--- BEGIN SELECTED EXCERPT ---

Opinion
Bankruptcy No. 98-02914-C, Chapter 11; Adversary No. 99-9212-C
February 14, 2000
ORDER RE DEFENDANT'S MOTION TO STAY PROCEEDINGS AND COMPEL ARBITRATION
This matter came before the undersigned on February 9, 2000 on Defendant CD Warehouse, Inc.'s Motion to Stay Proceedings and Compel Arbitration. Plaintiff/Debtor Slipped Disc, Inc. was represented by Attorney Lew Eells. Creditor/Defendant CD Warehouse, Inc. was represented by Attorney Joseph E. Schmall. After oral argument, the Court took the matter under advisement. The time for filing briefs has now passed and this matter is ready for resolution.
STATEMENT OF THE CASE
Debtor initiated an adversary proceeding to recover a claim for breach of contract against Defendant. Specifically, Debtor alleges that Defendant violated the terms of an exclusive franchise agreement. Debtor argues that this is a core proceeding under 28 U.S.C. § 157(b)(2)(C) and as such is not suitable for arbitration.

--- END SELECTED EXCERPT ---
--- BEGIN DATA LISTING ---

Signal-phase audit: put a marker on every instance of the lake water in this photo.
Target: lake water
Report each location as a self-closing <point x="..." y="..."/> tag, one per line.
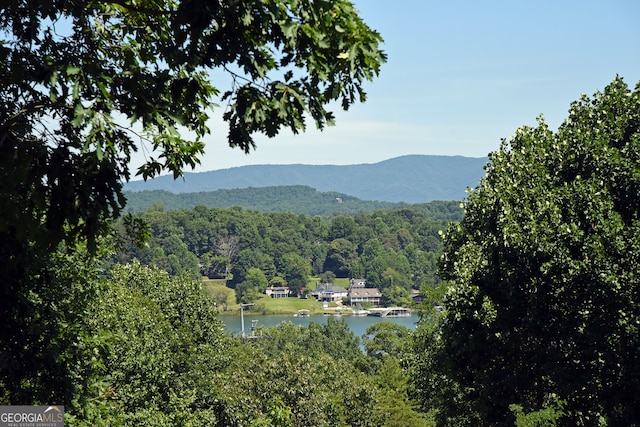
<point x="357" y="324"/>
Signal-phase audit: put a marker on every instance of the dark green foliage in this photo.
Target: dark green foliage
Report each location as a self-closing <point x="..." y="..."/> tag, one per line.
<point x="543" y="279"/>
<point x="85" y="84"/>
<point x="390" y="249"/>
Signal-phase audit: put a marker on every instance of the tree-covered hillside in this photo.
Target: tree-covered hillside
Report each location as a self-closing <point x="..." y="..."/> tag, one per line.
<point x="394" y="250"/>
<point x="408" y="179"/>
<point x="297" y="199"/>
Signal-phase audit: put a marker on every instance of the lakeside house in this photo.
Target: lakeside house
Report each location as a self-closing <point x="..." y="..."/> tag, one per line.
<point x="327" y="292"/>
<point x="359" y="294"/>
<point x="278" y="291"/>
<point x="370" y="296"/>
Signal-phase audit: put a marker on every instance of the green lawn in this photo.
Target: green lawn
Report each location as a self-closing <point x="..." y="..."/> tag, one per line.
<point x="268" y="305"/>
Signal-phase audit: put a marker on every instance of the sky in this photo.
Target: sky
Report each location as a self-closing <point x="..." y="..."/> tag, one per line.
<point x="461" y="75"/>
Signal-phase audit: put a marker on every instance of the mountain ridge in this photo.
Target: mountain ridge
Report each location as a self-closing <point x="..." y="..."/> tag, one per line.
<point x="404" y="179"/>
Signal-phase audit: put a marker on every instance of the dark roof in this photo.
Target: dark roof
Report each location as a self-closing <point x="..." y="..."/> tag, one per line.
<point x="365" y="292"/>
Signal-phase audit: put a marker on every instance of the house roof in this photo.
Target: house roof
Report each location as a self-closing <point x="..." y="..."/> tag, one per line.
<point x="329" y="288"/>
<point x="365" y="292"/>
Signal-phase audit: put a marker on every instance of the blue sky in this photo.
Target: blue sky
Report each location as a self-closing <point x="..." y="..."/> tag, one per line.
<point x="460" y="76"/>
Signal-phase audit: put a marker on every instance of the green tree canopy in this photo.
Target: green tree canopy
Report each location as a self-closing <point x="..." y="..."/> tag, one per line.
<point x="543" y="278"/>
<point x="85" y="84"/>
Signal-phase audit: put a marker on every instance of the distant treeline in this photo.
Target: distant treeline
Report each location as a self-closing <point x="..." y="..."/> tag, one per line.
<point x="298" y="199"/>
<point x="395" y="250"/>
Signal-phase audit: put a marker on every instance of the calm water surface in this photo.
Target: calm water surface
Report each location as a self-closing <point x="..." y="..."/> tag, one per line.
<point x="357" y="324"/>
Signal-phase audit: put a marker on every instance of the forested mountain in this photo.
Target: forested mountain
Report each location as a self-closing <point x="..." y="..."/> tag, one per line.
<point x="298" y="199"/>
<point x="409" y="179"/>
<point x="395" y="250"/>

--- END DATA LISTING ---

▸ **EXERCISE TASKS**
A. How would you restate the paragraph of the court order that begins "This matter came before the undersigned" as a short list that keeps its main facts?
B. Which companies and attorneys does the court order name?

▸ **SOLVED TASKS**
A.
- Hearing date: February 9, 2000
- Matter heard: Defendant CD Warehouse, Inc.'s Motion to Stay Proceedings and Compel Arbitration
- Plaintiff/Debtor Slipped Disc, Inc. was represented by Attorney Lew Eells.
- Creditor/Defendant CD Warehouse, Inc. was represented by Attorney Joseph E. Schmall.
- After oral argument, the Court took the matter under advisement.
- The time for filing briefs has passed, and the matter is ready for resolution.

B.
- Slipped Disc, Inc.
- CD Warehouse, Inc.
- Lew Eells
- Joseph E. Schmall